::: Entries

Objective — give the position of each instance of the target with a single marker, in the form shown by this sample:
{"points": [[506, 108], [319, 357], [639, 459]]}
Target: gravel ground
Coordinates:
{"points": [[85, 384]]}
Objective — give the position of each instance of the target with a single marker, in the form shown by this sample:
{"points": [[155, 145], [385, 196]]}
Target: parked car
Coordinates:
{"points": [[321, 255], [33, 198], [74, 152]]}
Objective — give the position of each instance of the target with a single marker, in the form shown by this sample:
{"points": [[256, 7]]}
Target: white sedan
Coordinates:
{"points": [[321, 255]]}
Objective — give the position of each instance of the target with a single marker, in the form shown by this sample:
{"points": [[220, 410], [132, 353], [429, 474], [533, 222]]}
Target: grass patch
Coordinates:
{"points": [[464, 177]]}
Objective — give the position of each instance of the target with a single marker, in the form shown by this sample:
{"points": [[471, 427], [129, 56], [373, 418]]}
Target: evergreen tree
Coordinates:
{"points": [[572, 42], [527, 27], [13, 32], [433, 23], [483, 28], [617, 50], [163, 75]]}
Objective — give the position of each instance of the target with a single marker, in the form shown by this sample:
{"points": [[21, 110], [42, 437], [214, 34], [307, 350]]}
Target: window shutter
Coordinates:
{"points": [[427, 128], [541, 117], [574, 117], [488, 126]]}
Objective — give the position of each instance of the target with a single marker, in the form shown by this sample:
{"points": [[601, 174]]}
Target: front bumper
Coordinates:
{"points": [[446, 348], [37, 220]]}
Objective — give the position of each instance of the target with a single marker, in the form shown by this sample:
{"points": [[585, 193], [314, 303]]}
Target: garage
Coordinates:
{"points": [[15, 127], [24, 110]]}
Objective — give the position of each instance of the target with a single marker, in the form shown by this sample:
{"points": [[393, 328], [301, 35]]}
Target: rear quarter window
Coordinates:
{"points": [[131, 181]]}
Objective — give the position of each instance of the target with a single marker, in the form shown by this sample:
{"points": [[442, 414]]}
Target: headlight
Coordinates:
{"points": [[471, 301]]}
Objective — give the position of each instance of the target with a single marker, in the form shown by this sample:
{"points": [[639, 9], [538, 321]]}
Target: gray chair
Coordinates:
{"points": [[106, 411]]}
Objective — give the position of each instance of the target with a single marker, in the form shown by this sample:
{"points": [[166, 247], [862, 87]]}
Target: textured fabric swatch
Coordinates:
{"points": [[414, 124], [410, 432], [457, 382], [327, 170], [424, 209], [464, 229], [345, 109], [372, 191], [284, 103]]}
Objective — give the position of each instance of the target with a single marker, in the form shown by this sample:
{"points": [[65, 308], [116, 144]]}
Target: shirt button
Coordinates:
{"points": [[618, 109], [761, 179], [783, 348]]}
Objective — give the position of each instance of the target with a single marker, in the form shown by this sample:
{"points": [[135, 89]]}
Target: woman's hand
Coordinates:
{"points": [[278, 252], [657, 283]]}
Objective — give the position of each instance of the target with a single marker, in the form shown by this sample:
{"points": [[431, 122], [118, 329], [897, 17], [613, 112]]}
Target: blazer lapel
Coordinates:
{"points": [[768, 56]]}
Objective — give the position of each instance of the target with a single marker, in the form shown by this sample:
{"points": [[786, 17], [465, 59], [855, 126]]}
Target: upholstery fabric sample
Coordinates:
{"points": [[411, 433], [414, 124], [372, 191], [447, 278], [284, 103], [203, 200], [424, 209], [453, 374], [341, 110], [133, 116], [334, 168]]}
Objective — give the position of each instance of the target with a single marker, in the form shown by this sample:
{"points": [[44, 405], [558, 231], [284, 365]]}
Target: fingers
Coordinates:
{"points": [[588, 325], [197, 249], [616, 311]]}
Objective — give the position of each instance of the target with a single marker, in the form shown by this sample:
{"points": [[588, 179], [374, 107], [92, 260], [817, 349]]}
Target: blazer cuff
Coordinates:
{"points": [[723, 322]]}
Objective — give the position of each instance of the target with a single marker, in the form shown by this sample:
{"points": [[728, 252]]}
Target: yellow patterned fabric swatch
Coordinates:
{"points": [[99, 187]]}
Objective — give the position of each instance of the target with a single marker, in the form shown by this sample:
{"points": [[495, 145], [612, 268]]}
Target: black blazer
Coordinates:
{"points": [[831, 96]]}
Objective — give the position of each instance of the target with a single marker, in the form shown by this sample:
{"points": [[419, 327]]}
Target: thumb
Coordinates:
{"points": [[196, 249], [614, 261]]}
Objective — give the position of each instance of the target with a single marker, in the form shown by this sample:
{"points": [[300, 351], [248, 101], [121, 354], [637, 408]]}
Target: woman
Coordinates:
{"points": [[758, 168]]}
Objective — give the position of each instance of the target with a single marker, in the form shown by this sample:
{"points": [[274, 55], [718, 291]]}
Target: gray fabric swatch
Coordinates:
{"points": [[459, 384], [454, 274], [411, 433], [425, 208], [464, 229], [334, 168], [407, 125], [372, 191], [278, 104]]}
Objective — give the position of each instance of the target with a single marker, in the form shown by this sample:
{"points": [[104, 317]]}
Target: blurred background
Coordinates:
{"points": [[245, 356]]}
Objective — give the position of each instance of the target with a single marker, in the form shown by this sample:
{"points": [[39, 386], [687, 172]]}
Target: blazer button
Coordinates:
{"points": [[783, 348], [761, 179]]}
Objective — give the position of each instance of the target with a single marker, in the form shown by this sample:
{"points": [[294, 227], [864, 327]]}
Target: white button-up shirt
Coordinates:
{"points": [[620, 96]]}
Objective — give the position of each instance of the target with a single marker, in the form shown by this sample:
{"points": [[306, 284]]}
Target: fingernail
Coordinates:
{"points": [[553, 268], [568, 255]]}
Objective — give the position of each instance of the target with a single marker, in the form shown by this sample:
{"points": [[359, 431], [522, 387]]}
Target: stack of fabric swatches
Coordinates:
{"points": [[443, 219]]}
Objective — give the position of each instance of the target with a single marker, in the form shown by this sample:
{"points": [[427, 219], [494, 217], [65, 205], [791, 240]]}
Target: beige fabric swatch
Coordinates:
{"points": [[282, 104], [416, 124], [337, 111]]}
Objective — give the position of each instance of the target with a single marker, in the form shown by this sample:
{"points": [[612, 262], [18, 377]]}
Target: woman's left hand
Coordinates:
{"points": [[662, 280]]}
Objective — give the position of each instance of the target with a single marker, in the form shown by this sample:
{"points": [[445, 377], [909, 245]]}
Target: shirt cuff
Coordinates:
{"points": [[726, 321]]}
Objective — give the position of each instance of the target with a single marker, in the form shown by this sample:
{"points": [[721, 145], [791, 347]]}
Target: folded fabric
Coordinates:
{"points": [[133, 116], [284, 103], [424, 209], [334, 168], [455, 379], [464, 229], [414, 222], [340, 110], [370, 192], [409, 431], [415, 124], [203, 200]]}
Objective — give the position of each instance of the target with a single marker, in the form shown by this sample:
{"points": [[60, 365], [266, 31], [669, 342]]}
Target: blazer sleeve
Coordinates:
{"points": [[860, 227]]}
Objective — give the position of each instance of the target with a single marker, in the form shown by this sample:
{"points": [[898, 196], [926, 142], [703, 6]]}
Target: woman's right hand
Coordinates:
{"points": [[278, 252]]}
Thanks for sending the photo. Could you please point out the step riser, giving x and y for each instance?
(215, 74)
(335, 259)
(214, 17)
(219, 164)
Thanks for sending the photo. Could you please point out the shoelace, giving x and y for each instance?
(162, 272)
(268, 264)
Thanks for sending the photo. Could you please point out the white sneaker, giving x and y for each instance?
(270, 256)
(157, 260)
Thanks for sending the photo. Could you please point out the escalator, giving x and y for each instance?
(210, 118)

::::::

(Exercise)
Take the listing above and set it down exactly.

(Output)
Objective — give the position of each instance of the target with a single marker, in the form shown by this sample:
{"points": [[506, 108], [319, 357], [639, 459]]}
Target: gravel ground
Coordinates:
{"points": [[85, 384]]}
Objective — give the position of each instance of the target with a single marker, in the form shown by this sample:
{"points": [[155, 145], [385, 196]]}
Target: parked car
Coordinates:
{"points": [[321, 255], [33, 198], [74, 152]]}
Objective — give the position of each instance of the target with a single marker, in the form shown by this sample:
{"points": [[256, 7]]}
Target: white sedan
Coordinates:
{"points": [[321, 255]]}
Objective — give the position of each instance of the target with a single marker, in the form shown by this sample:
{"points": [[220, 410], [132, 353], [429, 474], [533, 222]]}
Target: grass patch
Coordinates:
{"points": [[464, 177]]}
Objective — give the position of each instance of the target with a single marker, in the form shown by this sample:
{"points": [[471, 427], [129, 56], [373, 418]]}
Target: evergreen tree
Coordinates:
{"points": [[572, 42], [527, 27], [13, 32], [433, 23], [483, 28], [617, 50], [163, 75]]}
Objective — give the position of each instance of the target with a single marker, in the form shown by this sample:
{"points": [[21, 110], [42, 437], [214, 34], [307, 350]]}
Target: window shutter
Coordinates:
{"points": [[427, 128], [541, 117], [574, 117], [488, 126]]}
Objective — give the position of each instance of the target with a single marker, in the form shown by this sample:
{"points": [[601, 174]]}
Target: front bumper
Coordinates:
{"points": [[446, 348], [37, 220]]}
Objective — give the position of each instance of the target with a single marker, in the form shown by this sample:
{"points": [[585, 193], [314, 303]]}
Target: garage
Coordinates:
{"points": [[15, 127], [24, 110]]}
Objective — give the position of each instance of the target with a single marker, in the form shown by this sample:
{"points": [[393, 328], [301, 35]]}
Target: rear quarter window
Coordinates:
{"points": [[131, 181]]}
Objective — give the position of each instance of the target with a single marker, in the form shown by this sample:
{"points": [[442, 414]]}
Target: headlight
Coordinates:
{"points": [[471, 301]]}
Objective — give the position of each instance of the target with a single marker, in the form shown by this sample:
{"points": [[639, 9], [538, 321]]}
Target: gray chair
Coordinates:
{"points": [[106, 411]]}
Objective — give the position of each instance of the target with a single marker, in the form shown by this sample:
{"points": [[166, 247], [862, 87]]}
Target: textured fabric swatch
Coordinates:
{"points": [[414, 124], [410, 432], [457, 382], [327, 170], [424, 209], [464, 229], [345, 109], [372, 191], [284, 103]]}
Objective — give the position of each instance of the target with a single marker, in the form shown by this sample:
{"points": [[65, 308], [116, 144]]}
Target: shirt button
Coordinates:
{"points": [[618, 109], [761, 179], [783, 348]]}
Objective — give the position of each instance of the target with a single marker, in the form shown by this sample:
{"points": [[135, 89]]}
Target: woman's hand
Coordinates:
{"points": [[278, 252], [657, 283]]}
Objective — give the position of each instance of the target with a single marker, in the form shown by this sample:
{"points": [[431, 122], [118, 329], [897, 17], [613, 112]]}
Target: blazer lapel
Coordinates:
{"points": [[768, 56]]}
Objective — give the position of each instance of the target with a single marker, in the form shown by this sample:
{"points": [[786, 17], [465, 59], [855, 126]]}
Target: upholstery fabric sample
Coordinates:
{"points": [[411, 433], [414, 124], [372, 191], [447, 278], [284, 103], [203, 200], [424, 209], [453, 374], [341, 110], [133, 116], [334, 168]]}
Objective — give the position of each instance of the target with a single marker, in the form shown by this sample:
{"points": [[44, 405], [558, 231], [284, 365]]}
Target: fingers
Coordinates:
{"points": [[588, 325], [197, 249], [616, 311]]}
Objective — give the position of each instance of the target with a single marker, in the form shown by this sample:
{"points": [[588, 179], [374, 107], [92, 260], [817, 349]]}
Target: blazer cuff
Coordinates:
{"points": [[723, 322]]}
Objective — give the position of each instance of the target with a single marker, in the form shown by this sample:
{"points": [[728, 252]]}
Target: yellow patterned fabric swatch
Coordinates:
{"points": [[99, 187]]}
Objective — give the position of each instance of the target with a single marker, in the form shown by this sample:
{"points": [[495, 145], [612, 268]]}
Target: black blazer
Coordinates:
{"points": [[831, 96]]}
Objective — give the position of each instance of the target with a single marker, in the form shown by this sample:
{"points": [[419, 327]]}
Target: thumb
Coordinates:
{"points": [[196, 249], [614, 261]]}
Objective — give the position of each instance of the target with a single marker, in the form shown by this sample:
{"points": [[300, 351], [248, 101], [121, 354], [637, 408]]}
Target: woman
Coordinates:
{"points": [[758, 168]]}
Objective — give the position of each instance of the target with a single marker, in the form shown by this sample:
{"points": [[274, 55], [718, 291]]}
Target: gray fabric swatch
Coordinates:
{"points": [[459, 384], [454, 274], [411, 433], [425, 208], [464, 229], [334, 168], [407, 125], [372, 191], [278, 104]]}
Objective — give the position of each instance of the target with a single marker, in the form shown by this sample:
{"points": [[104, 317]]}
Target: blurred background
Coordinates:
{"points": [[245, 356]]}
Objective — give the position of each instance of the target with a single marker, in the form shown by this sample:
{"points": [[39, 386], [687, 172]]}
Target: blazer button
Coordinates:
{"points": [[783, 348], [761, 179]]}
Objective — give the position of each instance of the target with a single marker, in the form shown by this sample:
{"points": [[294, 227], [864, 327]]}
Target: white button-up shirt
Coordinates:
{"points": [[620, 96]]}
Objective — give the position of each instance of the target with a single marker, in the form shown by this sample:
{"points": [[306, 284]]}
Target: fingernail
Coordinates:
{"points": [[553, 268], [568, 255]]}
Objective — give the position of each instance of the target with a single marker, in the form shown by this sample:
{"points": [[359, 431], [522, 387]]}
Target: stack of fabric swatches
Coordinates:
{"points": [[443, 219]]}
Objective — give the position of each instance of the target with a single marker, in the form shown by this sample:
{"points": [[427, 219], [494, 217], [65, 205], [791, 240]]}
Target: beige fabric swatch
Coordinates:
{"points": [[282, 104], [416, 124], [337, 111]]}
Objective — give the position of each instance of the target with a single marker, in the form shown by this sample:
{"points": [[612, 262], [18, 377]]}
Target: woman's left hand
Coordinates:
{"points": [[662, 280]]}
Objective — give the position of each instance of the target with a single marker, in the form shown by this sample:
{"points": [[445, 377], [909, 245]]}
Target: shirt cuff
Coordinates:
{"points": [[726, 321]]}
Objective — give the position of each instance of the target with a single marker, in the form shown by this sample:
{"points": [[721, 145], [791, 347]]}
Target: folded fabric
Coordinates:
{"points": [[133, 116], [284, 103], [424, 209], [334, 168], [455, 379], [464, 229], [414, 222], [340, 110], [370, 192], [409, 431], [415, 124], [203, 200]]}
Objective — give the position of each instance of the target with a single marker, in the form shown by this sample:
{"points": [[60, 365], [266, 31], [669, 342]]}
Target: blazer sleeve
Coordinates:
{"points": [[860, 227]]}
Objective — give the position of each instance of the target with a single marker, in the form shown by this sample:
{"points": [[898, 196], [926, 142], [703, 6]]}
Target: woman's right hand
Coordinates:
{"points": [[278, 252]]}
Thanks for sending the photo. Could you please point out the step riser, giving x and y for each instance?
(215, 74)
(335, 259)
(214, 17)
(219, 164)
Thanks for sending the photo. Could you please point out the shoelace, giving x and y for each instance?
(162, 272)
(268, 264)
Thanks for sending the photo. Could you please point out the white sneaker, giving x and y for each instance?
(270, 256)
(157, 260)
Thanks for sending the photo. Could you please point out the escalator, giving x and y for each instance?
(210, 118)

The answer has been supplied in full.